# [STATED PROBLEM]
Reproduce the records word for word, from their very first line down through the line containing "[[22, 85], [22, 96], [26, 96], [26, 84], [23, 83]]", with both ends included.

* start DATA LINES *

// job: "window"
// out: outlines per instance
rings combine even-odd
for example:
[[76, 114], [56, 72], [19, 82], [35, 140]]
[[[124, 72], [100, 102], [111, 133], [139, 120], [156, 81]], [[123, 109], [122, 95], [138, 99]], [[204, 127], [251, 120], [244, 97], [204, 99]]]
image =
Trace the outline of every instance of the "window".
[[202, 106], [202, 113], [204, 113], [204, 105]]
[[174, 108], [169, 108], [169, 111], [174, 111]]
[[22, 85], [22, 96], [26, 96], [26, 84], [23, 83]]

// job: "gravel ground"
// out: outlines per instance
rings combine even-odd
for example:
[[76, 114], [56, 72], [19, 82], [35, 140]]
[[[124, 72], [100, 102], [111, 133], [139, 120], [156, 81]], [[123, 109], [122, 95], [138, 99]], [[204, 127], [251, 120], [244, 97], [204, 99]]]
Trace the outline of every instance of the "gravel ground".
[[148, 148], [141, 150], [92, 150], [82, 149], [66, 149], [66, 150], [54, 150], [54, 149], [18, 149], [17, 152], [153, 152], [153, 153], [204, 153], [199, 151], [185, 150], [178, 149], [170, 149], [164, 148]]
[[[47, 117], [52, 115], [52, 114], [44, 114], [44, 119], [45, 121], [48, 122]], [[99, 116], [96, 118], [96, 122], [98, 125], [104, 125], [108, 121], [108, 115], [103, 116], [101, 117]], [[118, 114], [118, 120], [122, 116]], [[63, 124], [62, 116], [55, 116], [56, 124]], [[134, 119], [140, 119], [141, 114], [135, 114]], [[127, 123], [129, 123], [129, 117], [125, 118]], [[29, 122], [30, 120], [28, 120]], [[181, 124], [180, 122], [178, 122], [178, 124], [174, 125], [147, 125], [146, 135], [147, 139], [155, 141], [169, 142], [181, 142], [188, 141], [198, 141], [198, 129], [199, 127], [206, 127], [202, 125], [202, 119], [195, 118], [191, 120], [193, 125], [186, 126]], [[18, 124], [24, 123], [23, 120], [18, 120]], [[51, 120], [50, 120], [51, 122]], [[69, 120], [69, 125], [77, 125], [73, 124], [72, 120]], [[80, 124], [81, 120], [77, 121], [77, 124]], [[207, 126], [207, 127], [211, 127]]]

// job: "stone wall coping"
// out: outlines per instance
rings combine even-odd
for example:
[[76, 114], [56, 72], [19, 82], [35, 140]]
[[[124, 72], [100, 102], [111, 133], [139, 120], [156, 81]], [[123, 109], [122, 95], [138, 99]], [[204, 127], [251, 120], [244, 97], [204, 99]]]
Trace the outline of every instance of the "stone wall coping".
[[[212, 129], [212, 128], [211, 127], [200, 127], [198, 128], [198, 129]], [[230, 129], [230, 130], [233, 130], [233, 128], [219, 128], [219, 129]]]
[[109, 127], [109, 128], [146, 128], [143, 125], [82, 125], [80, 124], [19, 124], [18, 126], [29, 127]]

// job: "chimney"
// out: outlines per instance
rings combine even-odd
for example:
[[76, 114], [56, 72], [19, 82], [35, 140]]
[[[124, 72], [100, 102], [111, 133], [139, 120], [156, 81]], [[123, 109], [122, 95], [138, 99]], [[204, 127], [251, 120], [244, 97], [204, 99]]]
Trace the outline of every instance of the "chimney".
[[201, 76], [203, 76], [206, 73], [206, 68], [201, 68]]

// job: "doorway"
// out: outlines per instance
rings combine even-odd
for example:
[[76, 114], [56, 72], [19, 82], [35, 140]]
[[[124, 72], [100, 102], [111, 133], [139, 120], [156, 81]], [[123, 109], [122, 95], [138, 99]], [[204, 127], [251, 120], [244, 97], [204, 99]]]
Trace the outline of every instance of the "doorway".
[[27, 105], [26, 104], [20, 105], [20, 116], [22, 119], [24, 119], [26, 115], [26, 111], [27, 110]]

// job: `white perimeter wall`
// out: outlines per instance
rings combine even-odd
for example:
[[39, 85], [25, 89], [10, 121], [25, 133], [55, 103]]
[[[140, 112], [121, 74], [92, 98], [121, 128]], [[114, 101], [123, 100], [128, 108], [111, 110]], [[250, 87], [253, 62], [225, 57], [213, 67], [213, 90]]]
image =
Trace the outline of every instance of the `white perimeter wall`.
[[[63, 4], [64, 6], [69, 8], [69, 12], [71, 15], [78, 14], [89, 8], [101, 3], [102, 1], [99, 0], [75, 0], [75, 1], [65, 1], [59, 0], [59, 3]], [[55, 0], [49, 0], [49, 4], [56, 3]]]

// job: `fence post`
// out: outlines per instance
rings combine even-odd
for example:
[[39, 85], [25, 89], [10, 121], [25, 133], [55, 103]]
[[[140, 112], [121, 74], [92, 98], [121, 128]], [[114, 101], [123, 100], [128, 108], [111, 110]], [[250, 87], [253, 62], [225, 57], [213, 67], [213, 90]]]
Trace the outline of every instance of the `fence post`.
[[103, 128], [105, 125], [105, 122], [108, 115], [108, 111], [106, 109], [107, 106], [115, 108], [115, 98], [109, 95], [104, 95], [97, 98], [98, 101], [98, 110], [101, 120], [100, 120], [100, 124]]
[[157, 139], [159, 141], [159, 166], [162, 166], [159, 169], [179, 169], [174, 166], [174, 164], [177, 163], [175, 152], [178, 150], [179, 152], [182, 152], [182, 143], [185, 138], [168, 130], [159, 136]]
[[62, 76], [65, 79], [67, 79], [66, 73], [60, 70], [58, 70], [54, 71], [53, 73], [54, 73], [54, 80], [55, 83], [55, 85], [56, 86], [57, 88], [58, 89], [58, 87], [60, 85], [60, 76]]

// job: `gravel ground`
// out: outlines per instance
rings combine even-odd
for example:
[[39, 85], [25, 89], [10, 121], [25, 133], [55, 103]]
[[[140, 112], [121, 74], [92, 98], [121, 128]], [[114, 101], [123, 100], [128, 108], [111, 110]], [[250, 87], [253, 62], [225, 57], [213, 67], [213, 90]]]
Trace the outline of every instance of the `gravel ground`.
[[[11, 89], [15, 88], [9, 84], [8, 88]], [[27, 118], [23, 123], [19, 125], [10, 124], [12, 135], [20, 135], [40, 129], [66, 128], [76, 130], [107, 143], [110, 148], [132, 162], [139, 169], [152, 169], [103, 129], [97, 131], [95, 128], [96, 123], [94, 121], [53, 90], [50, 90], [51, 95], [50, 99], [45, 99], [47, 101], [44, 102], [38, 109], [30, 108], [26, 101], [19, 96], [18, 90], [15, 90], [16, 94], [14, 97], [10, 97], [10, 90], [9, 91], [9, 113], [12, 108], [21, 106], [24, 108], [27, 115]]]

* end DATA LINES *

# [ANSWER TO THE TASK]
// job: "window"
// out: outlines per instance
rings combine even-odd
for example:
[[76, 114], [56, 72], [19, 82], [35, 140]]
[[[124, 72], [100, 102], [111, 133], [139, 120], [156, 81]], [[123, 109], [122, 95], [138, 99]], [[204, 127], [251, 120], [244, 97], [204, 99]]]
image =
Trace the outline of every instance of the "window".
[[202, 106], [202, 113], [204, 113], [204, 105]]
[[174, 108], [169, 108], [169, 111], [174, 111]]
[[22, 85], [22, 96], [26, 96], [26, 84], [23, 83]]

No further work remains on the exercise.